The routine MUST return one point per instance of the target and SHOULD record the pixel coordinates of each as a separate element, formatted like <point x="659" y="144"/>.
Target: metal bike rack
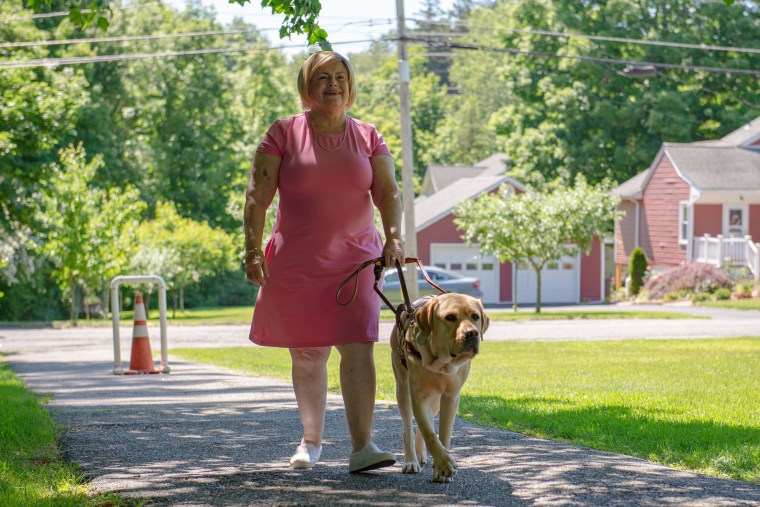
<point x="137" y="279"/>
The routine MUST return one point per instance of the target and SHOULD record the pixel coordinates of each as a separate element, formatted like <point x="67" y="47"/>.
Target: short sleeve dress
<point x="324" y="228"/>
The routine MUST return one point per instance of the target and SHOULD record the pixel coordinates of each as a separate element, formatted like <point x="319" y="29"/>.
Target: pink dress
<point x="324" y="228"/>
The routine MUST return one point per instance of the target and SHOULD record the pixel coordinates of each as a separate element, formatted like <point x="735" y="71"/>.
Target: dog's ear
<point x="483" y="320"/>
<point x="424" y="316"/>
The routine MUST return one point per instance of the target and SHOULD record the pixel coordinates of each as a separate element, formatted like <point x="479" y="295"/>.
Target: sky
<point x="344" y="20"/>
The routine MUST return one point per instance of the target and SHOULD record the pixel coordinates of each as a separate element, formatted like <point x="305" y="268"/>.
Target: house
<point x="569" y="280"/>
<point x="696" y="202"/>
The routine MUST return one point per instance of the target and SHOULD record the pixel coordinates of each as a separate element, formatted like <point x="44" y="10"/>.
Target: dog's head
<point x="454" y="324"/>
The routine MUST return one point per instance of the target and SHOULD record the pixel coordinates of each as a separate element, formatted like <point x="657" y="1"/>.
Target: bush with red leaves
☆ ☆ ☆
**BRIEF**
Without any pictures, return the entries exactly as given.

**WRITTEN REPLY**
The routine MUST return one point per instance of the target and SHOULD record the pixel coordinates of each as a separate element, formatted like <point x="659" y="144"/>.
Target: metal bike rack
<point x="137" y="279"/>
The routine MUST return one point per instance of the target and SHOULD record the pixel coordinates of each as a separate element, formatted like <point x="67" y="47"/>.
Target: short sleeve dress
<point x="324" y="228"/>
The routine MUST return one point per instance of the target and SHOULD record the pixel coordinates of each as a separate element, formatted like <point x="319" y="29"/>.
Target: pink dress
<point x="324" y="228"/>
The routine MUST return one point per instance of the target and SHOULD record the pixel coordinates of each as a separate element, formatted like <point x="735" y="71"/>.
Target: dog's ear
<point x="483" y="320"/>
<point x="424" y="316"/>
The routine MUST return one point per instance of the target and SHOULD record the pixel coordinates of each as a separate element, formatted like <point x="479" y="295"/>.
Target: sky
<point x="344" y="20"/>
The routine MUST return one point per instance of the target and SHOULD record the pixel coordinates of each as a separate element, formatted like <point x="305" y="268"/>.
Target: house
<point x="569" y="280"/>
<point x="696" y="202"/>
The routine MUST return one point per instance of the target and SHOULD record the pixel coordinates of each as a separate element, formatted like <point x="44" y="10"/>.
Target: dog's head
<point x="454" y="324"/>
The routine MUST return one point per instance of the target and SHOULD record the pixel coordinates of each as a separate element, formatted like <point x="657" y="1"/>.
Target: bush with red leaves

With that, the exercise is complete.